══ Dataset extract
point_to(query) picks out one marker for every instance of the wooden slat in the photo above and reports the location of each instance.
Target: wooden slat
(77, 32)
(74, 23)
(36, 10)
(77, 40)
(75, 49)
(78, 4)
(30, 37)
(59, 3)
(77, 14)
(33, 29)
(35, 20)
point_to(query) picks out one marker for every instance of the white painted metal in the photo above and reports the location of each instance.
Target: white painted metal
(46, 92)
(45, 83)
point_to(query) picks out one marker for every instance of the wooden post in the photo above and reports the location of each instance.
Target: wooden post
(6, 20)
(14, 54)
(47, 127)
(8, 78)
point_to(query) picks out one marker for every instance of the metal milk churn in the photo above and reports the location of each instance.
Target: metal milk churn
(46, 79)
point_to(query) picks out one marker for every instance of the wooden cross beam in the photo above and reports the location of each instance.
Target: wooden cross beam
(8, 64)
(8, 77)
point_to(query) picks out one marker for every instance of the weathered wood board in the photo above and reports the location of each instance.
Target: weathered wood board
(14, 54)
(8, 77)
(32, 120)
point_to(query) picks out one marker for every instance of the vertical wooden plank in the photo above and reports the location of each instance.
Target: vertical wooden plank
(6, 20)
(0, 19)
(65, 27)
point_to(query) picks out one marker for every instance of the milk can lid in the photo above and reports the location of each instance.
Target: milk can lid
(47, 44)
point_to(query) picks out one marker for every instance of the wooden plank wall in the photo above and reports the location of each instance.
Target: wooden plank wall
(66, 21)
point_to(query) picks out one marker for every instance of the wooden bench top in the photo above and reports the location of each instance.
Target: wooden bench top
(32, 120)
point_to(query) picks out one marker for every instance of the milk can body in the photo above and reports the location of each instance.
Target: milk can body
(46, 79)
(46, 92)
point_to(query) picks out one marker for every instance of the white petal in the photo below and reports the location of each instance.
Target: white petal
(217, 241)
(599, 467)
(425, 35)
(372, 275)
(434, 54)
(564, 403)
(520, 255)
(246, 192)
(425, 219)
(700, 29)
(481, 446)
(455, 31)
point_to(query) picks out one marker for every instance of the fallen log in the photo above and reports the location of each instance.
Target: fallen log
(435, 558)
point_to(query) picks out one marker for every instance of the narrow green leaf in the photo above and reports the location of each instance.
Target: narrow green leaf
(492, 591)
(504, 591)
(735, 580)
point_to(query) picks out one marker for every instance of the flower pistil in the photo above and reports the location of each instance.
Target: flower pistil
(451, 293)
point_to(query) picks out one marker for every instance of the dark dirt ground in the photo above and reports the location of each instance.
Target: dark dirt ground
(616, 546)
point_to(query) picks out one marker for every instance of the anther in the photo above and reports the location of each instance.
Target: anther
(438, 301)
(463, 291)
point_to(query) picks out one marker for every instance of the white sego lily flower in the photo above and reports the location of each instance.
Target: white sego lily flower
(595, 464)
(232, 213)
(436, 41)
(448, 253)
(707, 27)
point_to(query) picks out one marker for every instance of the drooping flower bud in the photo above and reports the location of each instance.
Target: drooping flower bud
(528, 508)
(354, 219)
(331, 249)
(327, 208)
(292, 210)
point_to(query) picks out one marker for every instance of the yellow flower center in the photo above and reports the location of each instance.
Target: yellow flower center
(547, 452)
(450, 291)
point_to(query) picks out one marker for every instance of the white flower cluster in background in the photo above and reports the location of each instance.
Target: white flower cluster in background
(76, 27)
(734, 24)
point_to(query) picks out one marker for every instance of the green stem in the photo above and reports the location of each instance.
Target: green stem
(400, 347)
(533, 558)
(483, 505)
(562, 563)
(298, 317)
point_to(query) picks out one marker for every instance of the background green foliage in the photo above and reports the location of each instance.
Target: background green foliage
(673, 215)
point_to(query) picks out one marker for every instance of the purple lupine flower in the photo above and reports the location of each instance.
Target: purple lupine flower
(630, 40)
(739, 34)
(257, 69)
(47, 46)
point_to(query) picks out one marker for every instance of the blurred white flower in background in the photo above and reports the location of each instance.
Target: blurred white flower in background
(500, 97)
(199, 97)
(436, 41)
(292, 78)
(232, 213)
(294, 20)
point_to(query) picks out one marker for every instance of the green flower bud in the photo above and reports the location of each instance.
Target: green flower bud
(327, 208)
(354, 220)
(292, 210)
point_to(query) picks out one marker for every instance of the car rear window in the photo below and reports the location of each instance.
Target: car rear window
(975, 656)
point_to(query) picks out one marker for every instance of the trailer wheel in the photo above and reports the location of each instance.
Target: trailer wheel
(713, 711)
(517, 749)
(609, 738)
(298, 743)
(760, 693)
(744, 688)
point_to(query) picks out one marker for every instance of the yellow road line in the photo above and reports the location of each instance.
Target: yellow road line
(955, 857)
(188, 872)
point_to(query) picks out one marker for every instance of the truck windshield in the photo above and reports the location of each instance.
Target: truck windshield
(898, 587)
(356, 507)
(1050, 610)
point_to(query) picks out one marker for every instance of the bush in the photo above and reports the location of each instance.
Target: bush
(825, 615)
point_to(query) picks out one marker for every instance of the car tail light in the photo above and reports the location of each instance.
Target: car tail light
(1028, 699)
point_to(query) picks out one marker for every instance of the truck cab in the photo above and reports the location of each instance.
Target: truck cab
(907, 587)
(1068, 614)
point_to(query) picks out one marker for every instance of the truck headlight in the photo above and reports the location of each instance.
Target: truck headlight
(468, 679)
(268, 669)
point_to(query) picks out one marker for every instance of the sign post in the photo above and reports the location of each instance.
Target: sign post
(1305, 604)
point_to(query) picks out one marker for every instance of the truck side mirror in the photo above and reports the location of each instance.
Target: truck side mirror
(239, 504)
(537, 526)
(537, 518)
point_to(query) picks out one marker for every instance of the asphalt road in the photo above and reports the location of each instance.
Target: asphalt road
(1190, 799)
════
What is being asked
Can you copy out all of the lines above word for word, from the first to the last?

Task solution
point_to(query) picks out one marker for every instance of the wooden slat in the photo above and reports the location of each instance.
Target: wooden slat
(77, 32)
(74, 23)
(36, 10)
(77, 40)
(75, 49)
(78, 4)
(30, 37)
(59, 3)
(77, 14)
(33, 29)
(35, 20)
point_to(query) picks out one marker for every instance of the white painted metal in the photo above and reports the location of each instance.
Target: white painted metal
(46, 92)
(45, 83)
point_to(query) picks out one marker for every instance of the wooden post in the photo above and reports the location of each instance.
Target: wooden post
(6, 20)
(14, 54)
(47, 127)
(8, 78)
point_to(query) picks out one marker for every instance of the metal milk churn in the photo above and reports the location of each instance.
Target: metal milk churn
(46, 79)
point_to(query) picks out one marker for every instance of the wooden cross beam in the photo above and reports the location of each instance.
Target: wooden cross beam
(8, 64)
(8, 77)
point_to(query) picks out one marker for every instance of the weathered wood board in the photo above and reports the location of each instance.
Target: weathered wood board
(14, 54)
(8, 77)
(32, 120)
point_to(query) picks out one marker for every instance of the vertical wooden plank in the photo above and reports the location of each instance.
Target: vertical wooden plank
(6, 20)
(0, 19)
(65, 27)
point_to(query) picks out one marker for every instance of the milk can lid in the photo above and reports the location of each instance.
Target: milk can lid
(47, 44)
point_to(query) picks out one marker for every instance of the wooden plank wall in the photo above and reports the location of each instance.
Target: wooden plank wall
(66, 21)
point_to(query) picks out one marker for every instance of the wooden bench top in the photo above and reports the location of each instance.
Target: wooden bench top
(32, 120)
point_to(query) picks out one marker for every instance of the milk can body in the photo above and reports the location of each instance.
Target: milk can body
(46, 79)
(46, 92)
point_to(query) picks out one marker for every instance of the white petal in the photo below and reports the location of each instance.
Target: white petal
(217, 241)
(599, 467)
(425, 35)
(372, 275)
(434, 54)
(564, 403)
(520, 255)
(246, 192)
(425, 219)
(700, 29)
(481, 446)
(455, 31)
point_to(query) picks out one marker for every instance of the fallen log in the photo above and reports the location of each instance.
Target: fallen log
(435, 558)
point_to(query) picks out one marker for every instance of the narrow green leaf in the photo above and reports the location of each instance.
Target: narrow green leaf
(492, 591)
(504, 591)
(735, 580)
point_to(query) picks out one marker for every instance of the flower pistil in the photo above and reports the location of each instance.
Target: flower pistil
(451, 293)
point_to(query) picks out one marker for every instance of the dark dirt ground in the photo above and reports the location of each instance.
Target: dark dirt ground
(616, 546)
point_to(query) picks out one marker for every instance of the anther in the photo above and reports the location of each instance.
Target: anther
(438, 301)
(463, 291)
point_to(query) picks out one marker for every instance of the white sego lily flower in the photo above and reports the location of each instance.
Target: white sego lily flower
(595, 464)
(232, 213)
(436, 41)
(448, 253)
(707, 27)
point_to(query) picks out one marker for every instance of the drooping flower bud in the photo above and reports the location of each instance.
Target: drooping flower bud
(528, 508)
(354, 219)
(331, 249)
(327, 208)
(292, 210)
point_to(query) picks out one marker for every instance of the yellow flower center in the photo above and reports the location of each instance.
Target: yellow flower center
(547, 452)
(450, 291)
point_to(query) picks out one marker for every instance of the white flower cluster in background in the photo above and reports the location of each instance.
Target: white flower cluster in background
(76, 27)
(734, 24)
point_to(query) picks out one marker for every instance of the green stem in the photo above and reports the location of each instance.
Target: green stem
(400, 347)
(533, 558)
(483, 505)
(562, 563)
(298, 317)
point_to(query) picks out one marker for every instance of the background green foliage in the photo above and reports the location of each instance.
Target: background green foliage
(673, 215)
point_to(query) picks out one marker for every instance of the purple lupine flower in the photo above and reports the location of each instance.
Target: purple lupine flower
(630, 40)
(739, 34)
(257, 69)
(47, 46)
point_to(query) picks out one marker for every instance of the blurred white flower in background in the photo above and reports the location of each instance.
Target: blurred white flower in background
(500, 97)
(199, 97)
(436, 41)
(292, 78)
(232, 213)
(294, 20)
point_to(query) picks out one marker for every instance of the green flower bud in the photo above and reports the location of each instance.
Target: green flower bud
(327, 208)
(354, 220)
(292, 210)
point_to(query) picks out one marker for every instance of the car rear window in the photo below and reports the location of each instance.
Target: car rear window
(975, 656)
point_to(query) picks out one marker for every instance of the trailer wheel in the photo above and reports the location of each instance.
Target: trailer wheel
(713, 711)
(517, 749)
(609, 738)
(298, 743)
(760, 693)
(744, 688)
point_to(query) picks out one marker for every instance of the yellow road line in the photo above and reports the location of each instance.
Target: yellow road line
(955, 857)
(188, 872)
point_to(query) picks out one marker for every instance of the truck windshield in the photo above and reports the location of each instance.
Target: truck windshield
(898, 587)
(356, 507)
(1050, 610)
point_to(query) picks out one marker for every instance of the bush in the photo above and reports the location of each instance.
Target: bush
(825, 615)
point_to(query) picks out one marker for every instance of the car tail light in the photo above and reports the location of each instance.
Target: car tail light
(1028, 699)
point_to(query) picks out one marker for every instance of the truck cab in the photo above and reports the location of each instance.
Target: truck cab
(907, 587)
(1068, 614)
point_to(query) picks out one marker for every instance of the truck headlight in the photo above and reports the location of each instance.
Target: truck headlight
(468, 679)
(268, 669)
point_to(query) picks out one marker for every instance of the sign post in the photo above and reports the location of each instance.
Target: sign post
(1305, 604)
point_to(query) picks out one marker for every instance of the truck side mirror in the photo above and reports the location of each instance.
Target: truck side mirror
(239, 504)
(537, 526)
(537, 518)
point_to(query) picks out one marker for every instance of the asphalt road in the photo above and reports the location of each instance.
Target: asphalt road
(1190, 799)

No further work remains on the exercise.